__What the exercise asks__
Find "Would you kindly locate the green lawn" in the records that follow; print that line and each subsequent line through the last one, verbatim and with nothing added.

__Extracted data__
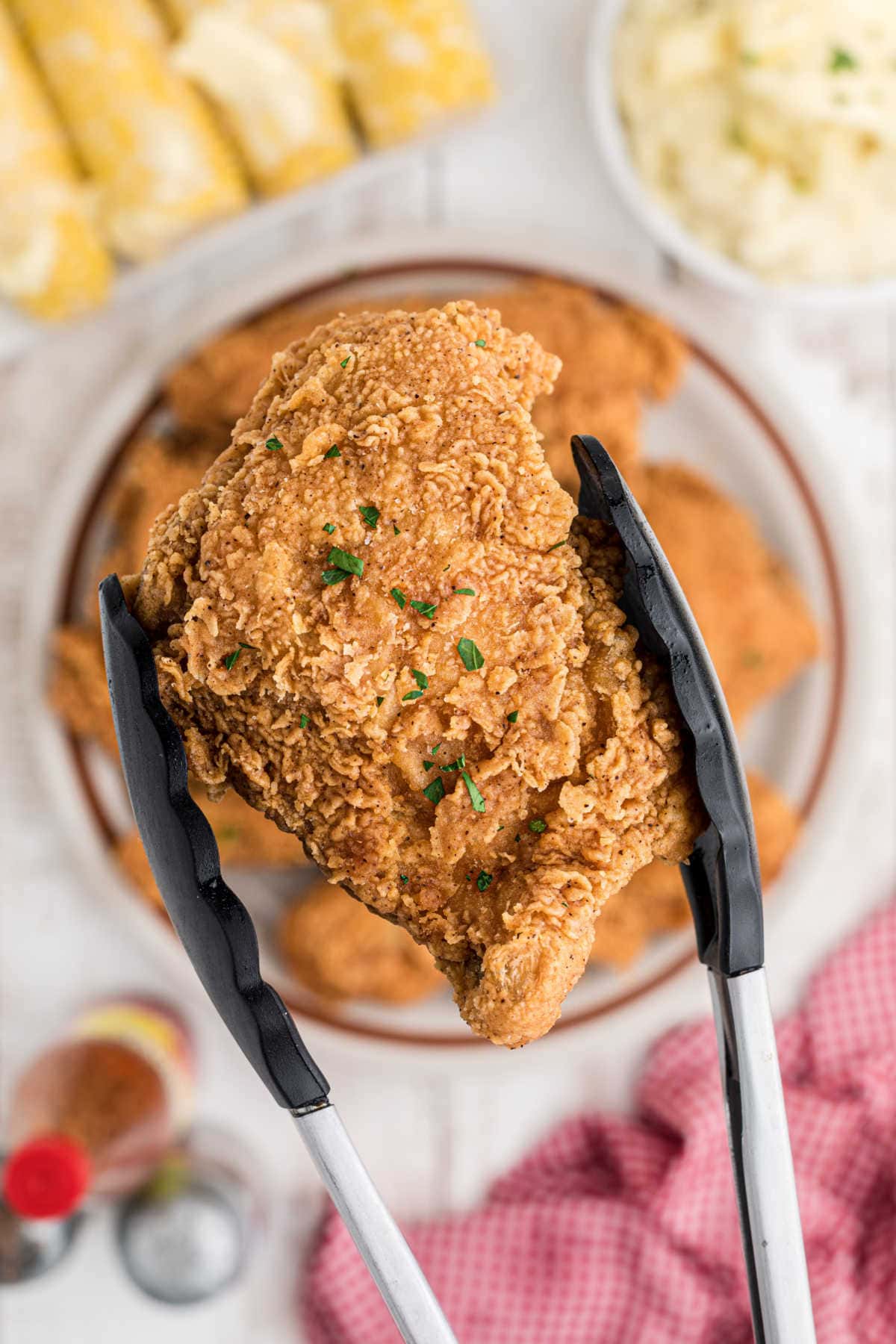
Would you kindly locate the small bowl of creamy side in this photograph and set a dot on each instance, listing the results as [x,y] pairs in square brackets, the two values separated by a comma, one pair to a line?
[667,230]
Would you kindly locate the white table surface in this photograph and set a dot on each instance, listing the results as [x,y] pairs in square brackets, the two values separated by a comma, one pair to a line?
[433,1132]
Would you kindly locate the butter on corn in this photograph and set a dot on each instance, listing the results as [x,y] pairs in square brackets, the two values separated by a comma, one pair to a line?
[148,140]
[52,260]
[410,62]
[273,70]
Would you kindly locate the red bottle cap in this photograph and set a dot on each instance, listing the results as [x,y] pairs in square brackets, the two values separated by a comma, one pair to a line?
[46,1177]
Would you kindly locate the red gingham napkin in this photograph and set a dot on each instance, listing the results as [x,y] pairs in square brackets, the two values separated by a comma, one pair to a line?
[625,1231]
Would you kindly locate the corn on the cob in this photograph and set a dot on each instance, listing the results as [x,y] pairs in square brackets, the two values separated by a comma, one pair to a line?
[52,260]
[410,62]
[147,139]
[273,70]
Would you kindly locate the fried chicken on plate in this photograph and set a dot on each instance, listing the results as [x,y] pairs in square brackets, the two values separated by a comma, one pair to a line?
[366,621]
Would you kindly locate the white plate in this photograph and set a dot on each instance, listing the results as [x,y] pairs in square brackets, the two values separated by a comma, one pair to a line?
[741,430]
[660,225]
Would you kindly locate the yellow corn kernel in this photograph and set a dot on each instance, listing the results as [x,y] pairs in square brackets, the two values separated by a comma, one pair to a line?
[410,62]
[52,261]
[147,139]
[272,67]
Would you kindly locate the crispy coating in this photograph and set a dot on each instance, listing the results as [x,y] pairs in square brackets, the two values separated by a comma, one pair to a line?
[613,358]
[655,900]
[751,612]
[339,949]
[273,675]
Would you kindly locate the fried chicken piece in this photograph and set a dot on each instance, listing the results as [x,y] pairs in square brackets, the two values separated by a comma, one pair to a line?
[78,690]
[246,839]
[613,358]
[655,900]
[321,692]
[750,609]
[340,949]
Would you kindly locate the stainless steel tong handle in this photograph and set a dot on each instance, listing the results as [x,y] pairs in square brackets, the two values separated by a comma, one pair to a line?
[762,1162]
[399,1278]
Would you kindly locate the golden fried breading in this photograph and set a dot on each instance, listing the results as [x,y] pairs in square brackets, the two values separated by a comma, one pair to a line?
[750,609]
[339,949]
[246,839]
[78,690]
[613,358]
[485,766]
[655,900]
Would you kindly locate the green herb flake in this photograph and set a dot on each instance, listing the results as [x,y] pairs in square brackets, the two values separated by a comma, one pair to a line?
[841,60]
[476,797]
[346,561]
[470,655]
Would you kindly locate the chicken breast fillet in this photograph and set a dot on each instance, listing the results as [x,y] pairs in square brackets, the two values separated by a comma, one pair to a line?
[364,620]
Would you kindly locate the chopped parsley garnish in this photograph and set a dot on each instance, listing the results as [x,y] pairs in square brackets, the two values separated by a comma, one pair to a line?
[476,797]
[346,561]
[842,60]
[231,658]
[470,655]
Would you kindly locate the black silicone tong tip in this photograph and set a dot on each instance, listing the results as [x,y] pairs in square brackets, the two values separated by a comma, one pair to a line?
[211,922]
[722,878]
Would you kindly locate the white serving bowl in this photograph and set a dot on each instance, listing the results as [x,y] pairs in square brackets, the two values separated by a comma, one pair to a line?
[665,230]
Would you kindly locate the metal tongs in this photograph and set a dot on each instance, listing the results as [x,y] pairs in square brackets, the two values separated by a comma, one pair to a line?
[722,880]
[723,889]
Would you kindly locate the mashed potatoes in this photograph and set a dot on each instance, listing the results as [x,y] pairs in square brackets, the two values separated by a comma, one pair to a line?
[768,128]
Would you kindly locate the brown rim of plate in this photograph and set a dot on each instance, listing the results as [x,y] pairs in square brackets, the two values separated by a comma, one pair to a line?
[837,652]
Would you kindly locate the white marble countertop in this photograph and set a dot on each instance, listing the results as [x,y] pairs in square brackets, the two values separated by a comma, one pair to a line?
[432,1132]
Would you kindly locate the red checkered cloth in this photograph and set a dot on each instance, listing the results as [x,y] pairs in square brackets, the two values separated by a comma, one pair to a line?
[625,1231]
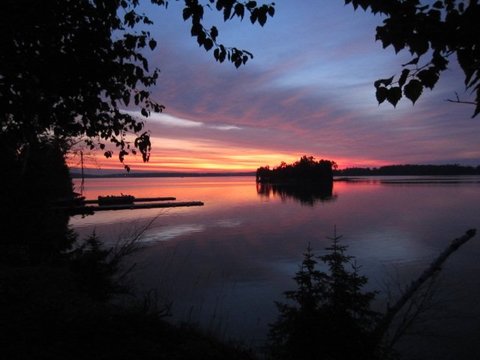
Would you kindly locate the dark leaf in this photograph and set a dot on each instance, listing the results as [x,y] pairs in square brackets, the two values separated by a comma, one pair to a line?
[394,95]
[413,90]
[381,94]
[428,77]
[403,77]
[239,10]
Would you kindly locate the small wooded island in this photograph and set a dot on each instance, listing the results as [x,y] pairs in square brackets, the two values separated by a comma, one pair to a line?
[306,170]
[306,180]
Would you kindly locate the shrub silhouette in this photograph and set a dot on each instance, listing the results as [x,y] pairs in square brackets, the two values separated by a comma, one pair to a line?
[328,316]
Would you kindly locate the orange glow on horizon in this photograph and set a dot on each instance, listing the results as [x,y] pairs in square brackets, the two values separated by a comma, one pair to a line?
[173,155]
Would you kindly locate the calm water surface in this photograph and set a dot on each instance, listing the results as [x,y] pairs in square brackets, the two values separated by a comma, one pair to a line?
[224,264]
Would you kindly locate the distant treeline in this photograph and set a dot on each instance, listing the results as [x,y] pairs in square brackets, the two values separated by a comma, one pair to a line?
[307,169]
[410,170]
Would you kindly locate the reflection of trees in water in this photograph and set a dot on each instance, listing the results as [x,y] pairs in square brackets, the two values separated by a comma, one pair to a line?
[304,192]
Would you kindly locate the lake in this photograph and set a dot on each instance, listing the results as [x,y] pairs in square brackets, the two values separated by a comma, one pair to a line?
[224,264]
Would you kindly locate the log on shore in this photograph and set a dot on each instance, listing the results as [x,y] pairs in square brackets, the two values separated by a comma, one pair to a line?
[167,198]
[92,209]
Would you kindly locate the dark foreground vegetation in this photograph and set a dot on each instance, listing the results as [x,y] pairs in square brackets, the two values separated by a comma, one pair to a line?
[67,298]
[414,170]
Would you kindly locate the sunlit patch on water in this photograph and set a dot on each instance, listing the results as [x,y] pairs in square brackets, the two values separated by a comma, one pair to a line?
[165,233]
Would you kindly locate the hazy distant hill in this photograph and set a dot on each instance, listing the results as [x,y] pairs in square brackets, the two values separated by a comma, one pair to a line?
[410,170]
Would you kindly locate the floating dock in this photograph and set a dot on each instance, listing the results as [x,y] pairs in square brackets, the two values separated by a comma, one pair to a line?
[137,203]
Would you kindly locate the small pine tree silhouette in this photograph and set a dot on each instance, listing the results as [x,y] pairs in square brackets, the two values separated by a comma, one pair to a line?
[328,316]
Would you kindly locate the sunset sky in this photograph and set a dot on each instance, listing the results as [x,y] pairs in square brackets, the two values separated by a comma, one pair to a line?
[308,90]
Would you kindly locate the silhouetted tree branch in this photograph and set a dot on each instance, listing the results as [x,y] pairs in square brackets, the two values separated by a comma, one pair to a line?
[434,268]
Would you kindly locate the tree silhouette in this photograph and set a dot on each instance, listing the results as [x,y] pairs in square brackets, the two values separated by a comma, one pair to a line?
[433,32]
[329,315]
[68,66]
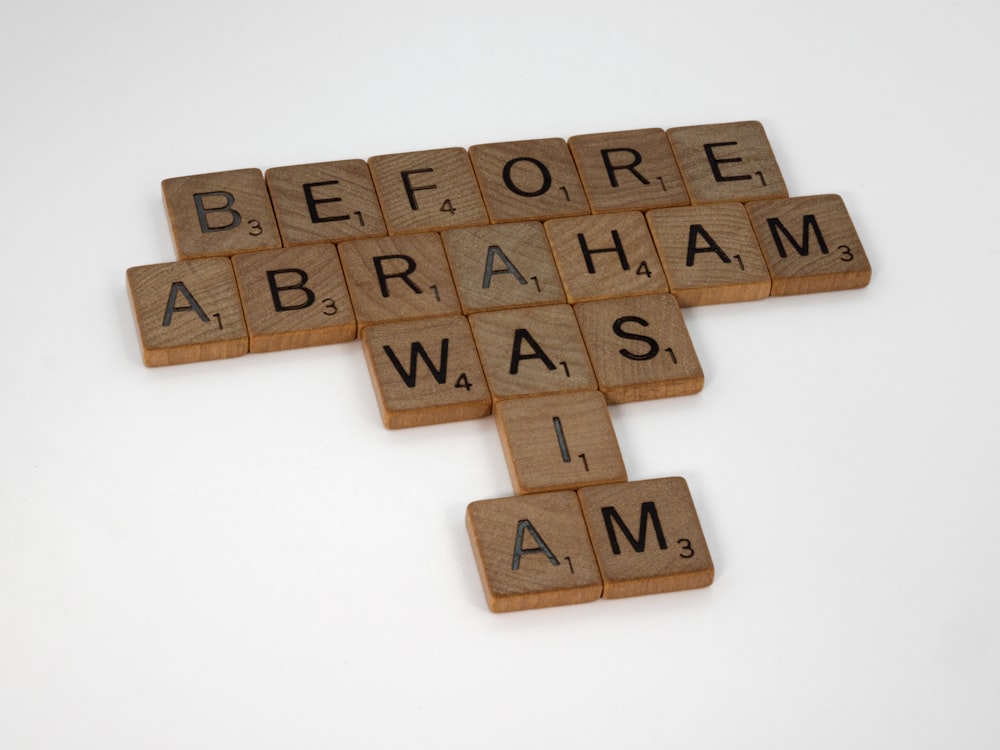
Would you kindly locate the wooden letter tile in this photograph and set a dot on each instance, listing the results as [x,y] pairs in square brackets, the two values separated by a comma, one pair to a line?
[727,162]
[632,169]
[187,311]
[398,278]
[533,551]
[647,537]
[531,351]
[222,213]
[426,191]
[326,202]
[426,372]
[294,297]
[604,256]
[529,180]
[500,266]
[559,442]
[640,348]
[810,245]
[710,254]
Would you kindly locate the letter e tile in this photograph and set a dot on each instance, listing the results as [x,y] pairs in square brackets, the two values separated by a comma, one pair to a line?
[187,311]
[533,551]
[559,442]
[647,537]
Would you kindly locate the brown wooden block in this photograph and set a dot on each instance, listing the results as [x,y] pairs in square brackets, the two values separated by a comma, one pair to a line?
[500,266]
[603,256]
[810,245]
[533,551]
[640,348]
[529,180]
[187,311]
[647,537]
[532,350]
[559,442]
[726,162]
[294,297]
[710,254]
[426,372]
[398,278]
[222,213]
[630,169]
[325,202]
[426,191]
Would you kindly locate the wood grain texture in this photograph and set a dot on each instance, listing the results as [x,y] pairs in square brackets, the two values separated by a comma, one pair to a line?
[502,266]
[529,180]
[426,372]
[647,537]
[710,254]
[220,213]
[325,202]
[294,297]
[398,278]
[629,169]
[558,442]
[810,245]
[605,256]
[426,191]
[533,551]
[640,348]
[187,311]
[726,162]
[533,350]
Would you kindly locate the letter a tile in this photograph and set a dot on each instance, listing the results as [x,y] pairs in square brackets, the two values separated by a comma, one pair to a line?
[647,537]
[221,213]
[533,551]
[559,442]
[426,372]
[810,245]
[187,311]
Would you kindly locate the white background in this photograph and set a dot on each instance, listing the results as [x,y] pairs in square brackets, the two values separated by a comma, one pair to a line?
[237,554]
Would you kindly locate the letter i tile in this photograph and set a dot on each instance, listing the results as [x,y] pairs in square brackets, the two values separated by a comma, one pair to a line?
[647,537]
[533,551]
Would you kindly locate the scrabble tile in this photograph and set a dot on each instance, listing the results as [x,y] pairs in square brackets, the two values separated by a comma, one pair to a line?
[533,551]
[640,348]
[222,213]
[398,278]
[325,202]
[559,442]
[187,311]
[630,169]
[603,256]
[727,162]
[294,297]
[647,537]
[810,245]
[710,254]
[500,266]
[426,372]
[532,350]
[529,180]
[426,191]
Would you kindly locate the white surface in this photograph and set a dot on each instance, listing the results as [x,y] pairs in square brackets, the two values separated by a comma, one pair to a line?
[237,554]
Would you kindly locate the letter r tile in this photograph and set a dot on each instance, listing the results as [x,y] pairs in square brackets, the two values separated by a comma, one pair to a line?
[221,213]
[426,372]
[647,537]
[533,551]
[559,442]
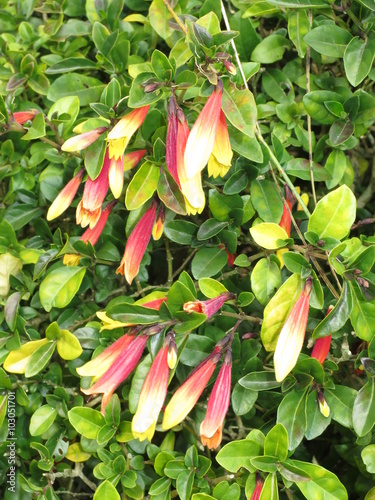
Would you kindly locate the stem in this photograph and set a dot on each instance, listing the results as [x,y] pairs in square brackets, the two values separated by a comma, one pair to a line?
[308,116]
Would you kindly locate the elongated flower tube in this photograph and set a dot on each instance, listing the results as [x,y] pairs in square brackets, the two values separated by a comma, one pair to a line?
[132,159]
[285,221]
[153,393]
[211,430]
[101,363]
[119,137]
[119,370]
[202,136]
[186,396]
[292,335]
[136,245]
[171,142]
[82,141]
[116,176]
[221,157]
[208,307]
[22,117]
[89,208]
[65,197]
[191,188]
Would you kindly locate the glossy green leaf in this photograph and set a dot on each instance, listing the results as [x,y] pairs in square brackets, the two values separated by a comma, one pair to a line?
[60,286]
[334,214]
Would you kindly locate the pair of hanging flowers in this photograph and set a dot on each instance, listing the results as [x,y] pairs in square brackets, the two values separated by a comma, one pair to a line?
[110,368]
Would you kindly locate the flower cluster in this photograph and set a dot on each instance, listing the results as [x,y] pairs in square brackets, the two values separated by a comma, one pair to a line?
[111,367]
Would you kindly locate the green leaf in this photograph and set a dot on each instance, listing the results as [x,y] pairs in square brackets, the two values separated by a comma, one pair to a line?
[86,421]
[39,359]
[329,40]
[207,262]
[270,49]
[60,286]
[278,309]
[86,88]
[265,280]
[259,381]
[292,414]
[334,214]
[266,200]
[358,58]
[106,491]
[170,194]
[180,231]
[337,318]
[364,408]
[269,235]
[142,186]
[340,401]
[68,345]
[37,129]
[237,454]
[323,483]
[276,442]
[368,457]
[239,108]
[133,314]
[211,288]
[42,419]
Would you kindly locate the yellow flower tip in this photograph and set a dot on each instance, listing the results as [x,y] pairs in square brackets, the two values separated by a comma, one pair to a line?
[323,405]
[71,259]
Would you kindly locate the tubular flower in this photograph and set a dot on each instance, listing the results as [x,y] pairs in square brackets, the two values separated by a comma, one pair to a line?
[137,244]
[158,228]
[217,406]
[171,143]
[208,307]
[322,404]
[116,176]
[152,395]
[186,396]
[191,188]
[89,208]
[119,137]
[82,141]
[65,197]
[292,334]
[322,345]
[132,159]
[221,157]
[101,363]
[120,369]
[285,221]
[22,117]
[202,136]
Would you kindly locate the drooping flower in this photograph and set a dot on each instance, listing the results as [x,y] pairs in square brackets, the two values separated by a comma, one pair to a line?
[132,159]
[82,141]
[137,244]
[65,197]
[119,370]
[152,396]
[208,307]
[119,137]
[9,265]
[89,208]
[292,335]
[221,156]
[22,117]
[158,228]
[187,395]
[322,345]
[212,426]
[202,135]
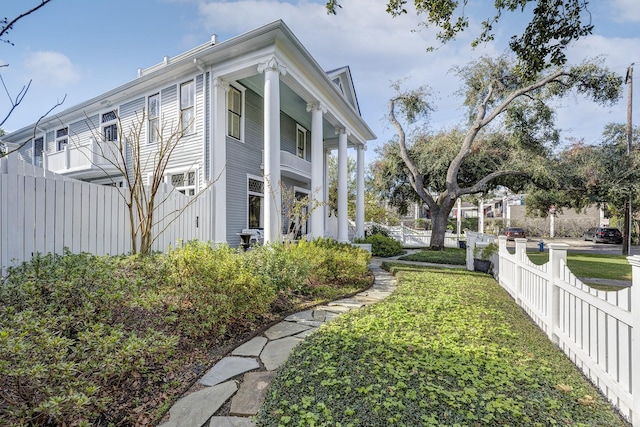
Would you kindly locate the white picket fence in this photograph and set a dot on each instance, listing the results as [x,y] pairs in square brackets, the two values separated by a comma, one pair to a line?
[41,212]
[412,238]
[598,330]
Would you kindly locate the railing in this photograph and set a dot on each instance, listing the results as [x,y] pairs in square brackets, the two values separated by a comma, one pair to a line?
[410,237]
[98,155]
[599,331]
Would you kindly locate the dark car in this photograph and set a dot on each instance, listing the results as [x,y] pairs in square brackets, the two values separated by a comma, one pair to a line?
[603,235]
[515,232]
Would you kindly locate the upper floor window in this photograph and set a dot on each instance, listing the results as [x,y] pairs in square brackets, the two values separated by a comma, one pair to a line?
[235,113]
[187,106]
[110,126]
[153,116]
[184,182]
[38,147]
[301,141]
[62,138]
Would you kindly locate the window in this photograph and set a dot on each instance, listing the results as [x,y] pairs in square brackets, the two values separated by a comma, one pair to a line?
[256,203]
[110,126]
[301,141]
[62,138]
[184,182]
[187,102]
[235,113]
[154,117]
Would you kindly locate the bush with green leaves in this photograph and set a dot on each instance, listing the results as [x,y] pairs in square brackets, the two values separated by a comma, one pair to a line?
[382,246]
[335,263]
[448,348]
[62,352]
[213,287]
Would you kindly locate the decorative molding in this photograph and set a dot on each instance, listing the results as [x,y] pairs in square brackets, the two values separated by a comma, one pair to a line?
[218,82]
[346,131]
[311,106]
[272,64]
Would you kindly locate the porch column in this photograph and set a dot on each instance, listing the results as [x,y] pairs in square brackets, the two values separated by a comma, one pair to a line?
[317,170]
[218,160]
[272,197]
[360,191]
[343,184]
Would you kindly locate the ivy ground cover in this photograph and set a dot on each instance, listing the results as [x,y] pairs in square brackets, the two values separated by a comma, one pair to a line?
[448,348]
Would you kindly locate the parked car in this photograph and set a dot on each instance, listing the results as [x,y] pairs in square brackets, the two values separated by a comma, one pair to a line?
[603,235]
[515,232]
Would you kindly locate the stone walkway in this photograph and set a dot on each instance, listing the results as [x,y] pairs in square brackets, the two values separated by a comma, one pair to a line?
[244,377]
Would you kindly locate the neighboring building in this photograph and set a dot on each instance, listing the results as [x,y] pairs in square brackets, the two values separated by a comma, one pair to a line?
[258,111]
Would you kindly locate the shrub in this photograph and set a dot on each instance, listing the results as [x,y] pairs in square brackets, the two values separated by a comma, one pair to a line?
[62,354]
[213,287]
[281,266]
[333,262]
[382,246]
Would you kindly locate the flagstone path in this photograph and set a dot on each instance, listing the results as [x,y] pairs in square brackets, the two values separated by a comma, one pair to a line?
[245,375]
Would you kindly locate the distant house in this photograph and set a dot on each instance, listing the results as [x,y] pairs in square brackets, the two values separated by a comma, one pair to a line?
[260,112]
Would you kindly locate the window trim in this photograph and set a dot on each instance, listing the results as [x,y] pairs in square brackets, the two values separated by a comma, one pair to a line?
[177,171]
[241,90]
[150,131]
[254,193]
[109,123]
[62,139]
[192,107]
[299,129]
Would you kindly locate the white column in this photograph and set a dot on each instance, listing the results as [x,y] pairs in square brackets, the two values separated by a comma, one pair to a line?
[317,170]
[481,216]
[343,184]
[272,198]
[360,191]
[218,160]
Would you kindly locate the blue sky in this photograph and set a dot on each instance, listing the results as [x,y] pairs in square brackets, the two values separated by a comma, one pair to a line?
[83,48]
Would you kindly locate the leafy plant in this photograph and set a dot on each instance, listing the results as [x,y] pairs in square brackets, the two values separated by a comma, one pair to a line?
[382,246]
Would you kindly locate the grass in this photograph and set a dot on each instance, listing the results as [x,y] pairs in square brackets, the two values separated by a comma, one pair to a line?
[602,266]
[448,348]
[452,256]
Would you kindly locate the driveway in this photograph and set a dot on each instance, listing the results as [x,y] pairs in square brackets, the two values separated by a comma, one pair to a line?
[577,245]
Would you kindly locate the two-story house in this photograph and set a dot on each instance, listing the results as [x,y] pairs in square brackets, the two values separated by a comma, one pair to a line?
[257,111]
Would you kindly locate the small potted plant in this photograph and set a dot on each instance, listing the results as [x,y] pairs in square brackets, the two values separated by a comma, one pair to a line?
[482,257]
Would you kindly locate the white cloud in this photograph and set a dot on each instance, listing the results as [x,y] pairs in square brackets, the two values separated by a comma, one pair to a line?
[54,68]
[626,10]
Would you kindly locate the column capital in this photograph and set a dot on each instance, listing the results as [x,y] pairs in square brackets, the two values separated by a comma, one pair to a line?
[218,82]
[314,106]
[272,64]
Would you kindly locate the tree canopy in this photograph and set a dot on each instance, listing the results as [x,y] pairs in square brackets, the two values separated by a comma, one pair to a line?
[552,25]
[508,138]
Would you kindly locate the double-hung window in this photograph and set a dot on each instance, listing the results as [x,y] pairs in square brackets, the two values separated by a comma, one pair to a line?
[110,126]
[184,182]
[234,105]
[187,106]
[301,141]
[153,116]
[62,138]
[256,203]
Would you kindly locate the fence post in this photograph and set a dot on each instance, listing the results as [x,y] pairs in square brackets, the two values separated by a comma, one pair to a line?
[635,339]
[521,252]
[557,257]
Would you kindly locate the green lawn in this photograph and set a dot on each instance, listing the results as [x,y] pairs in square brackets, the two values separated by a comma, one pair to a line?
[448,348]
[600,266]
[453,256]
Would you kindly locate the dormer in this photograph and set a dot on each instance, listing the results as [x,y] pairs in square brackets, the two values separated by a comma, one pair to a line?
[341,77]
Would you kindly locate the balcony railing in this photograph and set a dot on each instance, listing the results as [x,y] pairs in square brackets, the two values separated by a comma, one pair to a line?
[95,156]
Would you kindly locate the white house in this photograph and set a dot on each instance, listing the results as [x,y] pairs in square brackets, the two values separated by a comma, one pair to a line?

__Answer to the task__
Would you kindly locate the green lawn in this photograph and set a dot on each instance, listing the results as [x,y] pairs in square brackets, the two values separated by a comma, one pair to a line?
[448,348]
[600,266]
[453,256]
Would you kindly locate the dormer in this photograph and set a dot on each instance, listing the results as [x,y] pairs in square brackets, the two values separated by a comma, one pair to a line?
[341,77]
Would you kindly locate the balcony railing in this photograph and set a dot on each instance, listing the results as [x,y] pairs in square brackets, the two values separated by a comma, one pair to a line?
[95,156]
Would you kindly locate the white house in this photograph and set a dot on each instance, listing the results as [x,y] pairs in square brackets, the two values separated by a comma, one pair to a line?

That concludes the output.